Input for this task START

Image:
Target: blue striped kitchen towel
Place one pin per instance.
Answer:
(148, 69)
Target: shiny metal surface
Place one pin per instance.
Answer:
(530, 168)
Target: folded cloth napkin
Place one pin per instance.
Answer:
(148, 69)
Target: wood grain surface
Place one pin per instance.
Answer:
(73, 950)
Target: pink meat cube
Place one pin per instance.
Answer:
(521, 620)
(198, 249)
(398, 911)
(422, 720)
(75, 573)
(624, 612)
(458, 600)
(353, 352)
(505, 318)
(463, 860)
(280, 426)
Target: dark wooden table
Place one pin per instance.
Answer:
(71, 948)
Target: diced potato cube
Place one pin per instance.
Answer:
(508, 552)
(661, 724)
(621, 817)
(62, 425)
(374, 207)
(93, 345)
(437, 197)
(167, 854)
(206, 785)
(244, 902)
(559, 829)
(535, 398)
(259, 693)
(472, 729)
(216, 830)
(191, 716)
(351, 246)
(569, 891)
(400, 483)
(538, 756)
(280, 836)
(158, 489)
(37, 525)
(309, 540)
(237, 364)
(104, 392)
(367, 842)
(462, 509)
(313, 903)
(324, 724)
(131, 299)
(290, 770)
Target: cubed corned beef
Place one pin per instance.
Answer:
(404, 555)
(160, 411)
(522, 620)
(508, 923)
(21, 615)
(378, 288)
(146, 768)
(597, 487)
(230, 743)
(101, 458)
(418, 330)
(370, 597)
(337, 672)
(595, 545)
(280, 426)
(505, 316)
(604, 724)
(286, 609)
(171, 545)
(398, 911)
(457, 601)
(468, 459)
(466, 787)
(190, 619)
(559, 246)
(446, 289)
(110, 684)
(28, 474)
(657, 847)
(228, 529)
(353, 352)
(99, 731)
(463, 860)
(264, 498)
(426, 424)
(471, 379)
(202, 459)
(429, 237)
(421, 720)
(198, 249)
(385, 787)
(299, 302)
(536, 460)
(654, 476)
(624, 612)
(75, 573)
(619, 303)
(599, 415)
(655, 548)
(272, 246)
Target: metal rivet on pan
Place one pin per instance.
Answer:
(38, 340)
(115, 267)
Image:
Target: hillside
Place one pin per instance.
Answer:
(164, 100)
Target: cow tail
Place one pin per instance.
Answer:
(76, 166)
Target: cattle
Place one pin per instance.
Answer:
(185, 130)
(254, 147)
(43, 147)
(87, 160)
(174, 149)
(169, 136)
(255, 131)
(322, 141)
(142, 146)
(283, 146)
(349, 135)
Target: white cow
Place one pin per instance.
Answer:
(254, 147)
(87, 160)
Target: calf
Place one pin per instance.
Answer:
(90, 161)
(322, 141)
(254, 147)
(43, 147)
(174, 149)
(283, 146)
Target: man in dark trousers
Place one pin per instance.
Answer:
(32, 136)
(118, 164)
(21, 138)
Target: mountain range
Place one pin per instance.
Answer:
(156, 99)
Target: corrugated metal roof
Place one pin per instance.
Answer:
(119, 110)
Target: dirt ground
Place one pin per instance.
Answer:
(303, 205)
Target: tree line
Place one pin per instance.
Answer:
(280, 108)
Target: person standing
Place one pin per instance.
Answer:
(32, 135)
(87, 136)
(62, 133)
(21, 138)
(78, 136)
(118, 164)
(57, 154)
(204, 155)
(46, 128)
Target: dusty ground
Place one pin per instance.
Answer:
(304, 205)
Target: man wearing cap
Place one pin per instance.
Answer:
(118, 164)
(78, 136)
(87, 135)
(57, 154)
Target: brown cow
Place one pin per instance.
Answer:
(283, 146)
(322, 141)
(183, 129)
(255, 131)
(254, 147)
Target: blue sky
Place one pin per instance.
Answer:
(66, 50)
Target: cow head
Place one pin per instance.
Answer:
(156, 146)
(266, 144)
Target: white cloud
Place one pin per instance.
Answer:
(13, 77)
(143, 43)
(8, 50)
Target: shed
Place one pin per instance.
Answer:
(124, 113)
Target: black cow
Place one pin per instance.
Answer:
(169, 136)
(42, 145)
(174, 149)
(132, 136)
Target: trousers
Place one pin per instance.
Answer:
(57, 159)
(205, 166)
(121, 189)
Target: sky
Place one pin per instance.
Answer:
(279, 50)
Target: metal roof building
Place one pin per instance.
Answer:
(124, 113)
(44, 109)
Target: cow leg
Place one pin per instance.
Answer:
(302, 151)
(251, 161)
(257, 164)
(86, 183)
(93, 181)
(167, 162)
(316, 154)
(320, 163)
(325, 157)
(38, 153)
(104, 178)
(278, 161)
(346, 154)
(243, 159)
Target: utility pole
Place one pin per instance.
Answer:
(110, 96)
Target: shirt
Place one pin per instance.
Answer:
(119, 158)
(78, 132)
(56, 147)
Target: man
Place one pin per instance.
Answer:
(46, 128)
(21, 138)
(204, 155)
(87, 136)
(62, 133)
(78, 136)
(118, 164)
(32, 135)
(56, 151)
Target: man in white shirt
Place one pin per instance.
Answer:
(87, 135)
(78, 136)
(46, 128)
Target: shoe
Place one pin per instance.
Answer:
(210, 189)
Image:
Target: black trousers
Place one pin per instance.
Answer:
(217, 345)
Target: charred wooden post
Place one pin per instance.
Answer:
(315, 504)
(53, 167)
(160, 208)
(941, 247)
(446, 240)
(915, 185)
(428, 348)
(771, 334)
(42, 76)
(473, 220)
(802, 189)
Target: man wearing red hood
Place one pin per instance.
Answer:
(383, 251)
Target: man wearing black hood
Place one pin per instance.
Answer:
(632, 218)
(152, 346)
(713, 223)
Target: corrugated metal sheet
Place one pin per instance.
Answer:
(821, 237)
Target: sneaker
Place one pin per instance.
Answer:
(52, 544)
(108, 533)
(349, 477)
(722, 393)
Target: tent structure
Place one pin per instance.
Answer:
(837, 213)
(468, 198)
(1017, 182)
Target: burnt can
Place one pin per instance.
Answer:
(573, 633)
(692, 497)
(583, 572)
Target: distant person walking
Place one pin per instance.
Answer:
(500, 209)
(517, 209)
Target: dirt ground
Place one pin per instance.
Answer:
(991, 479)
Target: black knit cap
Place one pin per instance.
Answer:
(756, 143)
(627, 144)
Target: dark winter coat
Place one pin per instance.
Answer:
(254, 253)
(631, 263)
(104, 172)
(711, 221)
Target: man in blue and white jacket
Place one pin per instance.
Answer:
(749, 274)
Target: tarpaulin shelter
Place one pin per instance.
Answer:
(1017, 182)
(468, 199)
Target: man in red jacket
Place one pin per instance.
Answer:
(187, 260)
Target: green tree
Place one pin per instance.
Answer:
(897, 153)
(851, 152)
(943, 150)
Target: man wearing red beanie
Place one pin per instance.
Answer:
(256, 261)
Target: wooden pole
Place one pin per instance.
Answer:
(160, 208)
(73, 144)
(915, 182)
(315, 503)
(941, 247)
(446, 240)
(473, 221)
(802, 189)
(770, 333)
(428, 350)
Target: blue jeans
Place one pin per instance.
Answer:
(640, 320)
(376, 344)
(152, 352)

Input for this task END

:: What you will do ::
What belongs in the answer is each line of the data that has the word "shirt".

:: Solved problem ::
Target: shirt
Target: man in white shirt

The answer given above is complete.